WHAT THE EXERCISE ASKS: Print the listing below verbatim, line for line, from the first line to the last.

RECORDS TO PROCESS:
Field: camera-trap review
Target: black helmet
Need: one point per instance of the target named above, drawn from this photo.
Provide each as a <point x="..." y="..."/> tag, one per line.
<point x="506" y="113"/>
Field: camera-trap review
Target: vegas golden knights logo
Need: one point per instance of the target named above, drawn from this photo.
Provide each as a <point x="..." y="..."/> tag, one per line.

RESPONSE TO THIS EXERCISE:
Field: camera-trap review
Target: black helmet
Need: one point per instance of the target named above, drawn from this photo.
Provide each as a <point x="..." y="..."/> tag, one per line.
<point x="506" y="113"/>
Field: camera-trap review
Target: vegas golden knights logo
Need: one point per instance of the target named above, drawn from this photo.
Provide each as a <point x="..." y="..."/> tag, one per line.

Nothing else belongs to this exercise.